[Extract to read]
-- Begin --

But, only a few years later, the state Legislature amended that law and took away your right to choose.
In 2008, legislators repealed access to choice and gave two regulated public utilities — DTE and Consumers Energy — a monopoly over 90% of the retail electricity market in the Lower Peninsula. The Upper Peninsula Power Company, or UPPCO, and Upper Michigan Energy Resources, or UMERC, currently have similar monopoly rights for the Upper Peninsula.
Today, only 10% of retail electricity customers in Michigan are legally allowed to choose their service provider. But since the 10% cap was quickly met, there is no choice allowed for 90% of Michigan’s ratepayers or for anyone signing up for new electricity service today.
But it’s clear that Michigan residents want choice. Electric choice programs across the state are fully subscribed, with more than 5,700 customers enrolled and over 6,400 customers on the waiting list to join the program if an opening ever becomes available. State government estimates indicate that if the cap was removed, 25% of customers in Consumers Energy’s operating area would opt for the choice program. About 18% would opt for choice in DTE’s service area, 14% in UPPCO’s service area and 17% in UMERC’s service area, too.

-- End --

[Stored data]
-- Begin --

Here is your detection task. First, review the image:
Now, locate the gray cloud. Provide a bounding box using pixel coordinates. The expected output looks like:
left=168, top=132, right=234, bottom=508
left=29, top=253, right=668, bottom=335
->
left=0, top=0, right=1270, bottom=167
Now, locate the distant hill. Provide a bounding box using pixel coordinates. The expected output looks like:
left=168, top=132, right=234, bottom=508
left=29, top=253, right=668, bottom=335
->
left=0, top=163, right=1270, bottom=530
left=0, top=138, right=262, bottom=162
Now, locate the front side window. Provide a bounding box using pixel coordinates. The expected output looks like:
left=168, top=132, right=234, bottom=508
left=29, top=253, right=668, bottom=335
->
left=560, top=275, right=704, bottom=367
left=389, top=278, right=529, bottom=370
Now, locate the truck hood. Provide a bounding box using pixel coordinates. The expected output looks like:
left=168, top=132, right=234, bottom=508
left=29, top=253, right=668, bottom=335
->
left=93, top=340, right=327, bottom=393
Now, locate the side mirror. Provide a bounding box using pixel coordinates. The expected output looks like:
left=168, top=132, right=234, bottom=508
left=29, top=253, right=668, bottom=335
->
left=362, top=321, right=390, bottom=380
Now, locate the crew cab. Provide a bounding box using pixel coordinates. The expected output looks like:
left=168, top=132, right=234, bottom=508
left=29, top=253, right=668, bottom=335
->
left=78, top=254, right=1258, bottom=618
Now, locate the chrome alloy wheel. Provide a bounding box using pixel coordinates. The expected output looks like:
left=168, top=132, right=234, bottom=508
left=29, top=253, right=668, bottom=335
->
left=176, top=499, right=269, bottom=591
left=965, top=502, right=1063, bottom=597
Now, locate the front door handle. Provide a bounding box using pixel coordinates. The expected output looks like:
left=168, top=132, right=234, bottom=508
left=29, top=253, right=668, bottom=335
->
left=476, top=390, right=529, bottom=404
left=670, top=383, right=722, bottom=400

-- End --

[Given exercise 1] Copy the lines of the records from the one containing "Now, locate the front side" through the one containing "left=389, top=278, right=529, bottom=370", keeping both of those lines.
[Given exercise 2] Continue the passage on Michigan's cap on electric choice from where it ends.

[Exercise answer 1]
Now, locate the front side window. Provide a bounding box using pixel coordinates. The expected output looks like:
left=168, top=132, right=234, bottom=508
left=29, top=253, right=668, bottom=335
->
left=560, top=275, right=704, bottom=367
left=389, top=278, right=529, bottom=370

[Exercise answer 2]
Continuing demand for electricity choice is due, at least in part, to Michigan’s high electricity rates.
For more than a decade — beginning just two years after Michigan’s 2008 decision to abandon full electricity choice — Michigan’s rates have consistently exceeded both the U.S. average and the average rate paid by the other Great Lakes states for retail electricity. Today, Michigan’s rates are 13% higher than the average rate paid by the other Great Lakes states and 16% higher than the national average.
Michigan’s 2020 average total retail electricity rate, which averages residential, commercial and industrial rates, was 12.37 cents per kilowatt hour. In comparison, Illinois’ average 2020 rate was 9.56 cents per kWh. Indiana’s was 9.75 cents, Ohio’s 9.28 cents and Pennsylvania’s was 9.69 cents. Minnesota and Wisconsin both have electricity rates closer to Michigan’s at 10.84 and 11.22 cents per kWh, respectively. The national average was 10.66 cents per kWh in 2020.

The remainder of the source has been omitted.